##### EXERCISE TEXT #####
The Public Prosecutor Fails in Investigating the Mass Killings and Ill-Treatment of Prisoners during the Egyptian Revolution: EIPR urges African and UN Rapporteurs to Intervene

Press Release

22 December 2011

The Egyptian Initiative for Personal Rights (EIPR) sent today urgent action requests to United Nations and African Commission special mechanisms, requesting their intervention regarding the unlawful killings, torture and denial of health care of prisoners since the January revolution.  

"We sent letters to the UN and African Commission because our repeated calls for action to the Egyptian government since last February kept being ignored," said Magda Boutros, Criminal Justice Reform Director at the EIPR. "We have called on the authorities to stop the abuses while they were happening; we have since been calling for a prompt and impartial investigation to bring perpetrators to justice. Both calls have been ignored."
#####
* TASK INSTRUCTIONS:
Say whether each statement below agrees with the press release, answering yes or no and quoting the exact deciding words. 1. The EIPR sent urgent action requests to United Nations and African Commission special mechanisms. 2. Magda Boutros is the EIPR's Executive Director. 3. The Egyptian authorities acted on the EIPR's calls for an investigation.
##### RECORDS SUPPLIED #####
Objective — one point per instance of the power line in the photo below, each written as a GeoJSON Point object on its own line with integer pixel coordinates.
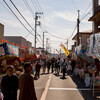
{"type": "Point", "coordinates": [74, 4]}
{"type": "Point", "coordinates": [28, 7]}
{"type": "Point", "coordinates": [22, 15]}
{"type": "Point", "coordinates": [53, 35]}
{"type": "Point", "coordinates": [17, 17]}
{"type": "Point", "coordinates": [72, 32]}
{"type": "Point", "coordinates": [51, 30]}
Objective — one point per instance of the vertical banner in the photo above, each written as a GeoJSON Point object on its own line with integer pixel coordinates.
{"type": "Point", "coordinates": [57, 51]}
{"type": "Point", "coordinates": [65, 50]}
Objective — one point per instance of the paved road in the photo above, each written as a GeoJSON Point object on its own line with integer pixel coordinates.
{"type": "Point", "coordinates": [51, 87]}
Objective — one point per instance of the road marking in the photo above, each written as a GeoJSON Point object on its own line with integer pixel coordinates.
{"type": "Point", "coordinates": [69, 89]}
{"type": "Point", "coordinates": [43, 97]}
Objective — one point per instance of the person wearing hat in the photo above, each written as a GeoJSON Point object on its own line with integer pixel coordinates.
{"type": "Point", "coordinates": [9, 84]}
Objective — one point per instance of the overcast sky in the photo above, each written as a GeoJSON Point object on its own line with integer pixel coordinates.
{"type": "Point", "coordinates": [59, 19]}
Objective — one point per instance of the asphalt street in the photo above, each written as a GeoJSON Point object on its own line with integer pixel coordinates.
{"type": "Point", "coordinates": [52, 87]}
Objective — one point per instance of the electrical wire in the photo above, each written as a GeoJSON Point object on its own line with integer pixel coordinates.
{"type": "Point", "coordinates": [53, 35]}
{"type": "Point", "coordinates": [22, 15]}
{"type": "Point", "coordinates": [34, 5]}
{"type": "Point", "coordinates": [17, 17]}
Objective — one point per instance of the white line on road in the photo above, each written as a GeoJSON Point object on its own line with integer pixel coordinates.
{"type": "Point", "coordinates": [69, 89]}
{"type": "Point", "coordinates": [43, 97]}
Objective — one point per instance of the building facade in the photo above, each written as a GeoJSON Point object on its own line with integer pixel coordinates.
{"type": "Point", "coordinates": [17, 40]}
{"type": "Point", "coordinates": [96, 16]}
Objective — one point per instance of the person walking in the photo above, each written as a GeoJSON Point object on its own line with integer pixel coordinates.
{"type": "Point", "coordinates": [48, 65]}
{"type": "Point", "coordinates": [73, 64]}
{"type": "Point", "coordinates": [64, 66]}
{"type": "Point", "coordinates": [9, 84]}
{"type": "Point", "coordinates": [26, 84]}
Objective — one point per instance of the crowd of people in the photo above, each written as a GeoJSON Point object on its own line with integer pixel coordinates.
{"type": "Point", "coordinates": [25, 81]}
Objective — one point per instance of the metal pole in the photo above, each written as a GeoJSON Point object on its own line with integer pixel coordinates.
{"type": "Point", "coordinates": [43, 41]}
{"type": "Point", "coordinates": [35, 29]}
{"type": "Point", "coordinates": [78, 28]}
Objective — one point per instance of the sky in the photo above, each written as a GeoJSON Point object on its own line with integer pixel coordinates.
{"type": "Point", "coordinates": [58, 20]}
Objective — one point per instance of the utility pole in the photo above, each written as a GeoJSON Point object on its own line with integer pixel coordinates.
{"type": "Point", "coordinates": [78, 22]}
{"type": "Point", "coordinates": [36, 23]}
{"type": "Point", "coordinates": [43, 40]}
{"type": "Point", "coordinates": [67, 43]}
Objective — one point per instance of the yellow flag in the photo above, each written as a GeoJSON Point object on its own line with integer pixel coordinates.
{"type": "Point", "coordinates": [65, 50]}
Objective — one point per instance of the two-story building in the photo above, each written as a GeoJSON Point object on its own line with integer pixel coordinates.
{"type": "Point", "coordinates": [96, 16]}
{"type": "Point", "coordinates": [1, 32]}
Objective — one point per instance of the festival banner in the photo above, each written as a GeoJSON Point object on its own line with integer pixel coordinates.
{"type": "Point", "coordinates": [65, 50]}
{"type": "Point", "coordinates": [57, 51]}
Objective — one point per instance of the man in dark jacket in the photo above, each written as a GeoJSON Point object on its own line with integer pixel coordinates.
{"type": "Point", "coordinates": [9, 85]}
{"type": "Point", "coordinates": [26, 84]}
{"type": "Point", "coordinates": [73, 64]}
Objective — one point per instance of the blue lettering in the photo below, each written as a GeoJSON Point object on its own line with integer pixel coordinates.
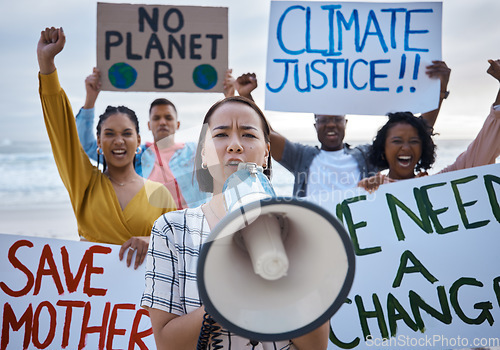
{"type": "Point", "coordinates": [323, 75]}
{"type": "Point", "coordinates": [334, 62]}
{"type": "Point", "coordinates": [308, 79]}
{"type": "Point", "coordinates": [352, 73]}
{"type": "Point", "coordinates": [374, 76]}
{"type": "Point", "coordinates": [331, 39]}
{"type": "Point", "coordinates": [347, 25]}
{"type": "Point", "coordinates": [393, 24]}
{"type": "Point", "coordinates": [285, 77]}
{"type": "Point", "coordinates": [378, 32]}
{"type": "Point", "coordinates": [408, 31]}
{"type": "Point", "coordinates": [280, 29]}
{"type": "Point", "coordinates": [308, 34]}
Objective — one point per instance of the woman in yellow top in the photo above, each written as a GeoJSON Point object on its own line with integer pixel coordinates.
{"type": "Point", "coordinates": [115, 206]}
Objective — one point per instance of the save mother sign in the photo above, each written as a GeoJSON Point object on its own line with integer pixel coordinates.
{"type": "Point", "coordinates": [352, 58]}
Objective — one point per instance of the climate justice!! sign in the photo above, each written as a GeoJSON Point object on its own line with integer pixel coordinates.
{"type": "Point", "coordinates": [427, 263]}
{"type": "Point", "coordinates": [58, 294]}
{"type": "Point", "coordinates": [352, 57]}
{"type": "Point", "coordinates": [162, 48]}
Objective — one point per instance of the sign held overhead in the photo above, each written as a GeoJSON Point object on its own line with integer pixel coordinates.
{"type": "Point", "coordinates": [162, 48]}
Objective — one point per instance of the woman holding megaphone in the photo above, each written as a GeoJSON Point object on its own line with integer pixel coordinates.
{"type": "Point", "coordinates": [235, 131]}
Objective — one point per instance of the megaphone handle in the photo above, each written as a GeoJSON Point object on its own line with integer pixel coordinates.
{"type": "Point", "coordinates": [209, 328]}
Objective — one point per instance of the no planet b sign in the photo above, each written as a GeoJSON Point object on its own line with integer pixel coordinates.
{"type": "Point", "coordinates": [352, 57]}
{"type": "Point", "coordinates": [162, 48]}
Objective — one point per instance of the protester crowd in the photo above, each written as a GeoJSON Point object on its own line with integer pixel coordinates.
{"type": "Point", "coordinates": [161, 200]}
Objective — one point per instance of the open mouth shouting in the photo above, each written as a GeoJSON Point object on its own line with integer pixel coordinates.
{"type": "Point", "coordinates": [405, 161]}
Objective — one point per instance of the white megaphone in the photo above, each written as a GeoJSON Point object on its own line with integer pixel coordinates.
{"type": "Point", "coordinates": [274, 268]}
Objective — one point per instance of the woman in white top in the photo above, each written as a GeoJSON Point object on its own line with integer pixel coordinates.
{"type": "Point", "coordinates": [235, 130]}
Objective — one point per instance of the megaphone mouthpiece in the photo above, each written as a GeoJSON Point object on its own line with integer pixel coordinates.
{"type": "Point", "coordinates": [264, 243]}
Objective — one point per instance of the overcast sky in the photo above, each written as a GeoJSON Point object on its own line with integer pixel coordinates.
{"type": "Point", "coordinates": [471, 35]}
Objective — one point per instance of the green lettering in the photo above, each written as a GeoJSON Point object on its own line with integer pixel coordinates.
{"type": "Point", "coordinates": [418, 303]}
{"type": "Point", "coordinates": [364, 315]}
{"type": "Point", "coordinates": [336, 341]}
{"type": "Point", "coordinates": [433, 213]}
{"type": "Point", "coordinates": [417, 267]}
{"type": "Point", "coordinates": [488, 182]}
{"type": "Point", "coordinates": [422, 222]}
{"type": "Point", "coordinates": [394, 305]}
{"type": "Point", "coordinates": [352, 227]}
{"type": "Point", "coordinates": [496, 288]}
{"type": "Point", "coordinates": [461, 205]}
{"type": "Point", "coordinates": [484, 306]}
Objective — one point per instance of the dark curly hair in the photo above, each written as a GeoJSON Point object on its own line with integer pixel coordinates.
{"type": "Point", "coordinates": [205, 180]}
{"type": "Point", "coordinates": [111, 110]}
{"type": "Point", "coordinates": [377, 150]}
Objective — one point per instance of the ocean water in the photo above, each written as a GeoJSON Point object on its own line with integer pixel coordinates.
{"type": "Point", "coordinates": [29, 176]}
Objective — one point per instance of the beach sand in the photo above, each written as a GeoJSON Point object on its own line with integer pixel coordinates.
{"type": "Point", "coordinates": [48, 220]}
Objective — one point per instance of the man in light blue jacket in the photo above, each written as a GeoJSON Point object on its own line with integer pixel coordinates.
{"type": "Point", "coordinates": [164, 160]}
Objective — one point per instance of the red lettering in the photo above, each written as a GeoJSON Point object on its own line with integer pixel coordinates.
{"type": "Point", "coordinates": [135, 336]}
{"type": "Point", "coordinates": [18, 265]}
{"type": "Point", "coordinates": [71, 282]}
{"type": "Point", "coordinates": [94, 329]}
{"type": "Point", "coordinates": [48, 257]}
{"type": "Point", "coordinates": [9, 319]}
{"type": "Point", "coordinates": [69, 304]}
{"type": "Point", "coordinates": [36, 325]}
{"type": "Point", "coordinates": [112, 331]}
{"type": "Point", "coordinates": [88, 259]}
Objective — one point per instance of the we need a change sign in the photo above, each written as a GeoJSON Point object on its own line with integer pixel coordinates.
{"type": "Point", "coordinates": [352, 57]}
{"type": "Point", "coordinates": [162, 48]}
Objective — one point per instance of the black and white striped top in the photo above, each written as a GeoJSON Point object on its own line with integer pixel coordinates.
{"type": "Point", "coordinates": [171, 265]}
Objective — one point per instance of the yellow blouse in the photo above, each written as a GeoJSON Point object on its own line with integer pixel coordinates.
{"type": "Point", "coordinates": [93, 198]}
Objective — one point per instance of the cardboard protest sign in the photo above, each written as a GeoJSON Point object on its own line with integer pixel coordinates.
{"type": "Point", "coordinates": [162, 48]}
{"type": "Point", "coordinates": [58, 294]}
{"type": "Point", "coordinates": [352, 57]}
{"type": "Point", "coordinates": [427, 264]}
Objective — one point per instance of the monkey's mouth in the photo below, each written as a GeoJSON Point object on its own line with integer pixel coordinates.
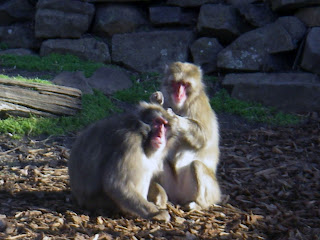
{"type": "Point", "coordinates": [157, 141]}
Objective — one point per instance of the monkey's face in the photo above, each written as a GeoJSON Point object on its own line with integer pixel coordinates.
{"type": "Point", "coordinates": [183, 80]}
{"type": "Point", "coordinates": [159, 129]}
{"type": "Point", "coordinates": [159, 121]}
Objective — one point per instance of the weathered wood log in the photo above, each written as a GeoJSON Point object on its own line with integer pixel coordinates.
{"type": "Point", "coordinates": [21, 98]}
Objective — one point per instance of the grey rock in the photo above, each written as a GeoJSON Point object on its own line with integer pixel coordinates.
{"type": "Point", "coordinates": [294, 27]}
{"type": "Point", "coordinates": [18, 52]}
{"type": "Point", "coordinates": [239, 2]}
{"type": "Point", "coordinates": [150, 51]}
{"type": "Point", "coordinates": [74, 80]}
{"type": "Point", "coordinates": [204, 52]}
{"type": "Point", "coordinates": [296, 92]}
{"type": "Point", "coordinates": [60, 18]}
{"type": "Point", "coordinates": [309, 16]}
{"type": "Point", "coordinates": [311, 54]}
{"type": "Point", "coordinates": [191, 3]}
{"type": "Point", "coordinates": [19, 36]}
{"type": "Point", "coordinates": [110, 79]}
{"type": "Point", "coordinates": [117, 18]}
{"type": "Point", "coordinates": [3, 222]}
{"type": "Point", "coordinates": [258, 50]}
{"type": "Point", "coordinates": [15, 10]}
{"type": "Point", "coordinates": [164, 15]}
{"type": "Point", "coordinates": [220, 21]}
{"type": "Point", "coordinates": [287, 5]}
{"type": "Point", "coordinates": [257, 15]}
{"type": "Point", "coordinates": [85, 48]}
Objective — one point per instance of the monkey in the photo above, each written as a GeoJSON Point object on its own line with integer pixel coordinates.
{"type": "Point", "coordinates": [112, 163]}
{"type": "Point", "coordinates": [189, 175]}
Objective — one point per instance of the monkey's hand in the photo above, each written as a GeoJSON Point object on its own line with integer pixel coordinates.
{"type": "Point", "coordinates": [162, 216]}
{"type": "Point", "coordinates": [157, 97]}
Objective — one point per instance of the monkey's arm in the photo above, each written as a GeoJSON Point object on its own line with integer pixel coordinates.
{"type": "Point", "coordinates": [131, 201]}
{"type": "Point", "coordinates": [191, 132]}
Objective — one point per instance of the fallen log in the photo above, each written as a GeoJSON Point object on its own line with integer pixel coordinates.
{"type": "Point", "coordinates": [20, 98]}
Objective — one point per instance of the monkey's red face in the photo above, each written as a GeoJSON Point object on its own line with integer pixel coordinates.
{"type": "Point", "coordinates": [179, 92]}
{"type": "Point", "coordinates": [158, 135]}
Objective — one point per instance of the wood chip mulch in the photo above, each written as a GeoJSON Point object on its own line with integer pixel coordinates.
{"type": "Point", "coordinates": [270, 178]}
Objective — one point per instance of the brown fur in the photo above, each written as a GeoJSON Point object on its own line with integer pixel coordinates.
{"type": "Point", "coordinates": [195, 157]}
{"type": "Point", "coordinates": [112, 164]}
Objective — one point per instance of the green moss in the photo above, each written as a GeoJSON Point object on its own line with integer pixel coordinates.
{"type": "Point", "coordinates": [143, 86]}
{"type": "Point", "coordinates": [31, 80]}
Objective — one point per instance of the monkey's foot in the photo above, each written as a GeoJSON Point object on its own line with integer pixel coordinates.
{"type": "Point", "coordinates": [193, 206]}
{"type": "Point", "coordinates": [157, 97]}
{"type": "Point", "coordinates": [162, 216]}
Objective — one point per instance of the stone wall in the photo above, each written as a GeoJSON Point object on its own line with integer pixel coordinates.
{"type": "Point", "coordinates": [222, 36]}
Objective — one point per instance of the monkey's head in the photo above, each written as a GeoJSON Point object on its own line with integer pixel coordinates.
{"type": "Point", "coordinates": [160, 122]}
{"type": "Point", "coordinates": [182, 83]}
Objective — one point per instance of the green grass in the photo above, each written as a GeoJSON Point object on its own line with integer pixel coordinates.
{"type": "Point", "coordinates": [95, 106]}
{"type": "Point", "coordinates": [255, 112]}
{"type": "Point", "coordinates": [53, 62]}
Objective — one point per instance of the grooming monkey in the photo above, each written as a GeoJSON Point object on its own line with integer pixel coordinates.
{"type": "Point", "coordinates": [189, 176]}
{"type": "Point", "coordinates": [113, 162]}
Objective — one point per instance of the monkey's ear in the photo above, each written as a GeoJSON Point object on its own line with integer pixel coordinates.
{"type": "Point", "coordinates": [144, 128]}
{"type": "Point", "coordinates": [143, 105]}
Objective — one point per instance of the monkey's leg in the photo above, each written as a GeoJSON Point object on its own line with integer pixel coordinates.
{"type": "Point", "coordinates": [131, 201]}
{"type": "Point", "coordinates": [157, 195]}
{"type": "Point", "coordinates": [208, 190]}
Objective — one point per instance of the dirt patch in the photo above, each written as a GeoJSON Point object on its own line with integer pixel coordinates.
{"type": "Point", "coordinates": [270, 178]}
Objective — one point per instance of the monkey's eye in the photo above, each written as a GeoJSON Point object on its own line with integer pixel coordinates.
{"type": "Point", "coordinates": [176, 85]}
{"type": "Point", "coordinates": [160, 121]}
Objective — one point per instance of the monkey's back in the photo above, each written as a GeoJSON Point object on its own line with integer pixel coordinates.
{"type": "Point", "coordinates": [98, 152]}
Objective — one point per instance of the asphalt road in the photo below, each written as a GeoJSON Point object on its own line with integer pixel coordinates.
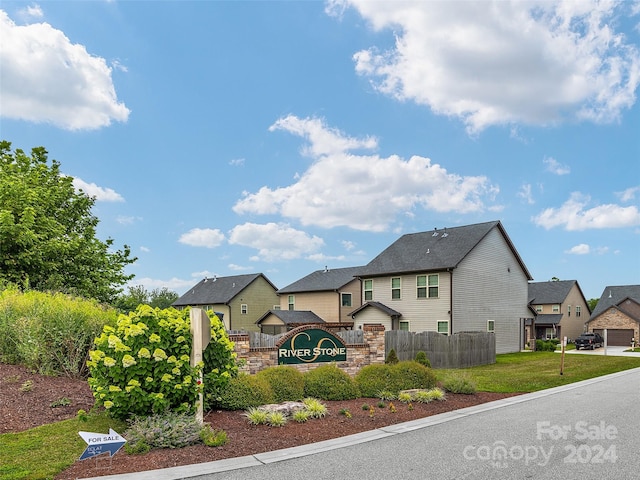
{"type": "Point", "coordinates": [588, 430]}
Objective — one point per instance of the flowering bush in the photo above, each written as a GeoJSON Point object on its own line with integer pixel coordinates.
{"type": "Point", "coordinates": [142, 365]}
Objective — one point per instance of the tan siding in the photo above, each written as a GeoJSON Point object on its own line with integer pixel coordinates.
{"type": "Point", "coordinates": [260, 297]}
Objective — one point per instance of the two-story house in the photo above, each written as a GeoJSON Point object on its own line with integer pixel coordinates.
{"type": "Point", "coordinates": [332, 294]}
{"type": "Point", "coordinates": [240, 299]}
{"type": "Point", "coordinates": [617, 311]}
{"type": "Point", "coordinates": [467, 278]}
{"type": "Point", "coordinates": [561, 309]}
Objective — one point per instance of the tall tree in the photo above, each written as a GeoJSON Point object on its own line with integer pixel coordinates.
{"type": "Point", "coordinates": [48, 233]}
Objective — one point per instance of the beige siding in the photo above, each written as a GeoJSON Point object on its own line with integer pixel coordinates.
{"type": "Point", "coordinates": [490, 285]}
{"type": "Point", "coordinates": [260, 297]}
{"type": "Point", "coordinates": [423, 314]}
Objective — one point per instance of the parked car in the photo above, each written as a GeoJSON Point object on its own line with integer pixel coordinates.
{"type": "Point", "coordinates": [589, 340]}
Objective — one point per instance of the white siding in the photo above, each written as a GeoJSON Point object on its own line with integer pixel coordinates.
{"type": "Point", "coordinates": [489, 284]}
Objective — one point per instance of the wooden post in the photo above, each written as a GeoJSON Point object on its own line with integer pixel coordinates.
{"type": "Point", "coordinates": [201, 335]}
{"type": "Point", "coordinates": [564, 343]}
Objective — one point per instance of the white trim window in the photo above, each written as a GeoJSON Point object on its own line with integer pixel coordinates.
{"type": "Point", "coordinates": [396, 288]}
{"type": "Point", "coordinates": [368, 290]}
{"type": "Point", "coordinates": [443, 327]}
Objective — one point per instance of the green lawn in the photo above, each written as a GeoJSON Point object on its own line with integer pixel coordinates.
{"type": "Point", "coordinates": [43, 452]}
{"type": "Point", "coordinates": [532, 371]}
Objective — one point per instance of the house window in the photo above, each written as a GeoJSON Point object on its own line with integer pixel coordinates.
{"type": "Point", "coordinates": [368, 290]}
{"type": "Point", "coordinates": [434, 282]}
{"type": "Point", "coordinates": [421, 286]}
{"type": "Point", "coordinates": [345, 299]}
{"type": "Point", "coordinates": [443, 327]}
{"type": "Point", "coordinates": [395, 288]}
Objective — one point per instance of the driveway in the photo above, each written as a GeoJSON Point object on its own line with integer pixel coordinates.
{"type": "Point", "coordinates": [585, 430]}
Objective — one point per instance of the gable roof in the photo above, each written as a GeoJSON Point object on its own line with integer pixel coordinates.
{"type": "Point", "coordinates": [614, 295]}
{"type": "Point", "coordinates": [323, 280]}
{"type": "Point", "coordinates": [218, 290]}
{"type": "Point", "coordinates": [379, 306]}
{"type": "Point", "coordinates": [434, 250]}
{"type": "Point", "coordinates": [290, 317]}
{"type": "Point", "coordinates": [551, 292]}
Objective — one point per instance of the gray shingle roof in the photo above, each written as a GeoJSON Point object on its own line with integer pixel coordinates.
{"type": "Point", "coordinates": [380, 306]}
{"type": "Point", "coordinates": [433, 250]}
{"type": "Point", "coordinates": [217, 290]}
{"type": "Point", "coordinates": [290, 317]}
{"type": "Point", "coordinates": [614, 295]}
{"type": "Point", "coordinates": [544, 293]}
{"type": "Point", "coordinates": [322, 280]}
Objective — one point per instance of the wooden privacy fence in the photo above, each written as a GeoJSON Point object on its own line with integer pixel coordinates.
{"type": "Point", "coordinates": [460, 350]}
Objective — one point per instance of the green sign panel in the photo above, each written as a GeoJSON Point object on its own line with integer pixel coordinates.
{"type": "Point", "coordinates": [312, 346]}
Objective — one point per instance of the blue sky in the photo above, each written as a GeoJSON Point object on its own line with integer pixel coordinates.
{"type": "Point", "coordinates": [222, 138]}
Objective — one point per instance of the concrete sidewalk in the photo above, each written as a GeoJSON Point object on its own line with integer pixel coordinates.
{"type": "Point", "coordinates": [386, 434]}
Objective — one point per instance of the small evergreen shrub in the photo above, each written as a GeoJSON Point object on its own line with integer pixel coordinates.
{"type": "Point", "coordinates": [167, 430]}
{"type": "Point", "coordinates": [459, 383]}
{"type": "Point", "coordinates": [328, 382]}
{"type": "Point", "coordinates": [245, 391]}
{"type": "Point", "coordinates": [287, 383]}
{"type": "Point", "coordinates": [392, 357]}
{"type": "Point", "coordinates": [421, 358]}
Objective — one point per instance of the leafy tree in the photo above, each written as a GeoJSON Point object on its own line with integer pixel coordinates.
{"type": "Point", "coordinates": [48, 233]}
{"type": "Point", "coordinates": [138, 295]}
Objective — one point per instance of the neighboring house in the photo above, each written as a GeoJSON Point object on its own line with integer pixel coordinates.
{"type": "Point", "coordinates": [275, 322]}
{"type": "Point", "coordinates": [459, 279]}
{"type": "Point", "coordinates": [242, 299]}
{"type": "Point", "coordinates": [332, 294]}
{"type": "Point", "coordinates": [561, 309]}
{"type": "Point", "coordinates": [618, 310]}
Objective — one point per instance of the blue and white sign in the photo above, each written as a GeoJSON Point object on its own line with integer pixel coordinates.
{"type": "Point", "coordinates": [99, 443]}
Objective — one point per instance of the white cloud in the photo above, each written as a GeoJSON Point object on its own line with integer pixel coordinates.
{"type": "Point", "coordinates": [364, 192]}
{"type": "Point", "coordinates": [573, 215]}
{"type": "Point", "coordinates": [503, 62]}
{"type": "Point", "coordinates": [238, 268]}
{"type": "Point", "coordinates": [202, 237]}
{"type": "Point", "coordinates": [629, 194]}
{"type": "Point", "coordinates": [275, 241]}
{"type": "Point", "coordinates": [582, 249]}
{"type": "Point", "coordinates": [46, 78]}
{"type": "Point", "coordinates": [555, 167]}
{"type": "Point", "coordinates": [525, 193]}
{"type": "Point", "coordinates": [101, 194]}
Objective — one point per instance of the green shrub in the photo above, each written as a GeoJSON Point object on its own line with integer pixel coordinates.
{"type": "Point", "coordinates": [245, 391]}
{"type": "Point", "coordinates": [459, 383]}
{"type": "Point", "coordinates": [50, 333]}
{"type": "Point", "coordinates": [328, 382]}
{"type": "Point", "coordinates": [220, 362]}
{"type": "Point", "coordinates": [286, 382]}
{"type": "Point", "coordinates": [372, 379]}
{"type": "Point", "coordinates": [421, 358]}
{"type": "Point", "coordinates": [167, 430]}
{"type": "Point", "coordinates": [142, 366]}
{"type": "Point", "coordinates": [392, 357]}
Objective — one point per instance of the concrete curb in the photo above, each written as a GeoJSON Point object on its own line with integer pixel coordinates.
{"type": "Point", "coordinates": [190, 471]}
#####
* WRITTEN RESPONSE:
1. Yes: "sent today urgent action requests to United Nations and African Commission special mechanisms"
2. No: "Criminal Justice Reform Director at the EIPR"
3. No: "Both calls have been ignored."